THE INPUT:
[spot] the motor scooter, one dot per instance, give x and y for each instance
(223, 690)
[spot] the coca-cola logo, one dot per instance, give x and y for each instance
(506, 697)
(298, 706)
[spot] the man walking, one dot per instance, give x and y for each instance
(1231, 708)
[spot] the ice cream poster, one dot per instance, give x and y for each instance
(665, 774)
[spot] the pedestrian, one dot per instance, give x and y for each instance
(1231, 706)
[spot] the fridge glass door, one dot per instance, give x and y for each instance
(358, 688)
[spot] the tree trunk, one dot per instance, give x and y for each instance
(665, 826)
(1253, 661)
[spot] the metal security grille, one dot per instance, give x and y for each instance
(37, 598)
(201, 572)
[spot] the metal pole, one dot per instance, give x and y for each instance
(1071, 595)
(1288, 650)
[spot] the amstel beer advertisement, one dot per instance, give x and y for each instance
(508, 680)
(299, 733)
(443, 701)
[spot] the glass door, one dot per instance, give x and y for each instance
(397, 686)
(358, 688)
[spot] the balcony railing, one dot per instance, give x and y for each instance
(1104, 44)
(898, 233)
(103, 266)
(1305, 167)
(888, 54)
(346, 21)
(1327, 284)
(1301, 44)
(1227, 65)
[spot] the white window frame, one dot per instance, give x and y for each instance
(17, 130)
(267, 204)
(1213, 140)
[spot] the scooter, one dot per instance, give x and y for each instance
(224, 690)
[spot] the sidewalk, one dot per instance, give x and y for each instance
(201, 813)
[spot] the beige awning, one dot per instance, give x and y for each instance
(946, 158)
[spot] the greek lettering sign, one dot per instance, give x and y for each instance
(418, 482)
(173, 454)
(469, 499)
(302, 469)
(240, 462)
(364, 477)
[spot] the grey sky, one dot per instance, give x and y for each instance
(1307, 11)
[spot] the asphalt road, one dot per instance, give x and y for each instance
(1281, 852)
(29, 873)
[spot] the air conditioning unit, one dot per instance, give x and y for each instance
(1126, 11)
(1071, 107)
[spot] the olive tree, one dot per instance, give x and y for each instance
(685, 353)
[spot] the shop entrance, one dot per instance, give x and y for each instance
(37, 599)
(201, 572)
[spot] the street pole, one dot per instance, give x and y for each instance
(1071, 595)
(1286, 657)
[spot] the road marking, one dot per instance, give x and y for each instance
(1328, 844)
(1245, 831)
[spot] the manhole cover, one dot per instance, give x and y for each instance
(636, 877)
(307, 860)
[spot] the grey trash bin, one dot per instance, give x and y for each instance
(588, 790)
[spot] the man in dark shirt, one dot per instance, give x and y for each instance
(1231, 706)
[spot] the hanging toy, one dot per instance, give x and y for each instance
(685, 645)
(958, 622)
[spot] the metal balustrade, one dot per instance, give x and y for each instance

THE EXERCISE:
Write the material out again word for word.

WRITTEN ANSWER:
[spot] the motor scooter, one dot per instance, give x and y for each instance
(223, 690)
[spot] the coca-cola logo, one dot per instance, give x and y for each instance
(506, 697)
(298, 706)
[spot] the man walking, one dot per instance, give x and y for each instance
(1231, 708)
[spot] the ice cream poster, one dot per instance, give x and y for each instance
(665, 774)
[spot] the pedestrian, one dot per instance, give x and y for each instance
(1231, 706)
[spot] the fridge glass door, one dot per instance, give x and y for each instance
(358, 688)
[spot] the tree trunk, one dot per instance, give x and y for each instance
(665, 826)
(1253, 661)
[spot] the metal security grille, one dot per instance, give x and y for each instance
(37, 598)
(201, 572)
[spot] the metal pole, one dot per instance, give x and y for each instance
(1071, 595)
(1288, 650)
[spot] the amstel beer advertisement, one dot per instance, give x and y for each instance
(508, 680)
(299, 733)
(443, 701)
[spot] the glass door, one dot per instance, give x and y for each instance
(397, 686)
(358, 688)
[spot] the balcony railing, one dot per instance, give x and y for each instance
(1104, 44)
(898, 233)
(103, 266)
(1305, 167)
(888, 54)
(346, 21)
(1327, 284)
(1301, 44)
(1227, 65)
[spot] the white window frame, one dot per instance, give x and y for each instance
(17, 130)
(267, 204)
(1213, 140)
[spot] the scooter, one dot per instance, give x and y for each instance
(224, 690)
[spot] the sidewalk, one dot per instance, give x and y for each instance
(201, 813)
[spot] the beige awning, one dot per instance, give x and y for each instance
(946, 158)
[spot] the greek lettering sign, one dot per instance, give x and y for each instance
(418, 482)
(173, 454)
(469, 499)
(302, 469)
(240, 462)
(364, 477)
[spot] the grey sky, one dot per instance, give x and y for each instance
(1307, 11)
[spot] the asphalt road, one dot per instance, give x and y for each instance
(1281, 852)
(29, 873)
[spot] the air conditioning unit, one dot per instance, give x and y for each instance
(1126, 11)
(1071, 107)
[spot] the olive tree, one dot per instance, give x and y for each instance
(685, 353)
[spot] the shop entrance, one dot per instance, give x and y for each instance
(37, 599)
(201, 572)
[spot] the street pole, one dot per instance, give x and y for each instance
(1071, 595)
(1286, 657)
[spot] the road marking, one dot per instance, give x and y for each instance
(1328, 844)
(1245, 831)
[spot] the manhole cover, one dot per instance, give x and y for each instance
(636, 877)
(307, 860)
[spot] the grey trash bin, one dot per instance, give x and y for each instance
(588, 790)
[spot] the man in dark shirt, one dot per instance, give x and y for each instance
(1231, 706)
[spot] the hanging toy, one dot per instance, give x and y for each instance
(685, 645)
(958, 622)
[spot] the metal balustrade, one dot per instance, give x and y for each instance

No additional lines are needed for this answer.